■ **MATERIAL FOR THE TASK**
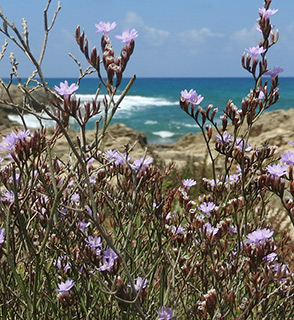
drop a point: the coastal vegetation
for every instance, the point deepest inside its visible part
(97, 234)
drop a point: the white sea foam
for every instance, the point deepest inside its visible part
(164, 134)
(133, 102)
(151, 122)
(183, 124)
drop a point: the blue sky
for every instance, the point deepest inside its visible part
(188, 38)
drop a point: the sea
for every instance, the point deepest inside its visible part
(152, 104)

■ **DIRECTIONS FOR THIS TASK**
Your task is to set down every entry exactly, leaving out any picture it contains.

■ **TASK RESULT**
drop a point: the coastal vegetation
for every instance, the point deepest inside its visible part
(97, 234)
drop a point: the white sea foam
for every instance, the point deepest inside its visible part
(164, 134)
(133, 102)
(151, 122)
(183, 124)
drop a point: the blue sky
for every instance, the point deepest inside its visible part
(188, 38)
drop a point: the sea
for every instance, the point deepest inside its visible part
(152, 104)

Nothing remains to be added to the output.